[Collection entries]
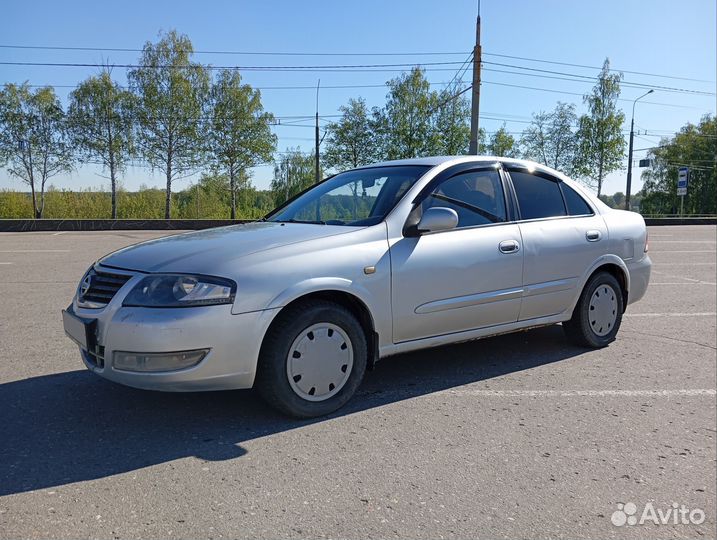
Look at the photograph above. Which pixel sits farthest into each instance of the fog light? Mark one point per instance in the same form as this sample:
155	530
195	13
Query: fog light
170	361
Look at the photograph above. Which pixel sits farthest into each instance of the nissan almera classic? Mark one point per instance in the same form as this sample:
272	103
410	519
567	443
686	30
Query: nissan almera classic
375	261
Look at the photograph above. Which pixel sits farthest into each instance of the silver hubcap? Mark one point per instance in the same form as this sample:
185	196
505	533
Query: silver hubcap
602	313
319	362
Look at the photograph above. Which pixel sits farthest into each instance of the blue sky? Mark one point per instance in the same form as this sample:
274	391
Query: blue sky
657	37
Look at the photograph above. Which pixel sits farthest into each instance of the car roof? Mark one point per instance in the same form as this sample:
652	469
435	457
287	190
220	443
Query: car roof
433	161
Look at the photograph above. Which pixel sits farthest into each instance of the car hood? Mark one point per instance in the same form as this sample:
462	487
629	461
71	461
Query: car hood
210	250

--

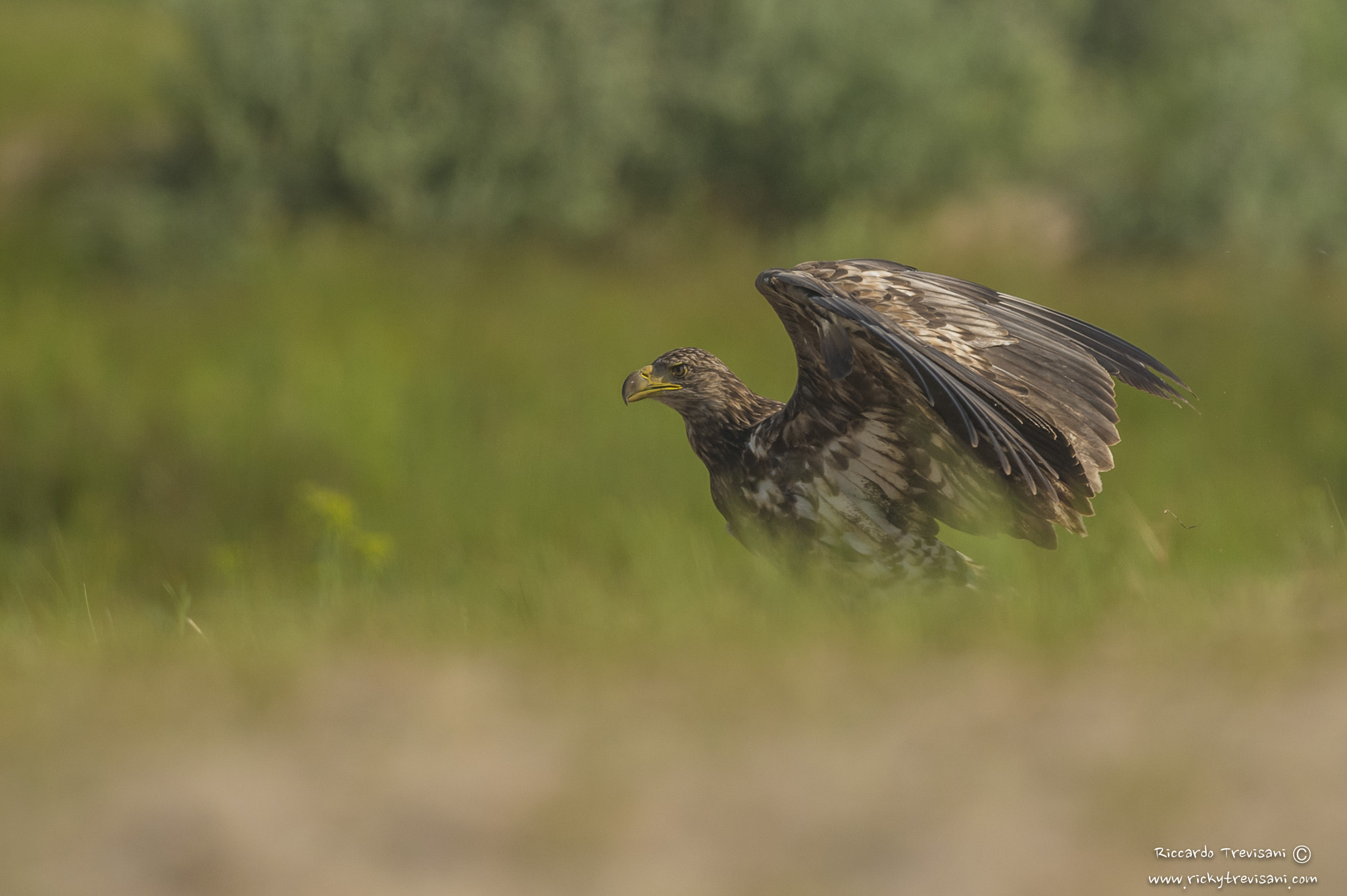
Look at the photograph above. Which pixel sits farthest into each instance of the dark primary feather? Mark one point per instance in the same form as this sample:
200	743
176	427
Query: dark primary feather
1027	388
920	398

## Short task
Filter the entries above and copy out every line containing the string "Look". Count a line only when its capitalization matches.

## Solution to this problem
Look at the photograph above. Which pixel sits farthest into each instance of the fog light? Mark one point per instance in the same form as this sample:
Look at the photograph above. Which pixel sits farthest into each instance of the nissan almera classic? Mark one point per instance in the same form as this sample:
Look at the photograph above. Which pixel sits farthest into each instance of the silver hubcap? Mark one point per instance in the same form as this sample:
Look at the photograph above. Which pixel sits farthest into each instance of the blue sky? Mark one point per instance in the same form as this sample:
Look at the photograph above. Which pixel sits farthest into each instance of the car roof? Mark one point per instance in the same form as this sample:
Look at the photograph above. Which pixel sits farthest into each instance of the car hood? Mark one point per instance in the same form as this sample:
Look at the photograph above. Which pixel sits farthest into each instance of the dark primary feather? Mark one point per instance in the same form as this sample:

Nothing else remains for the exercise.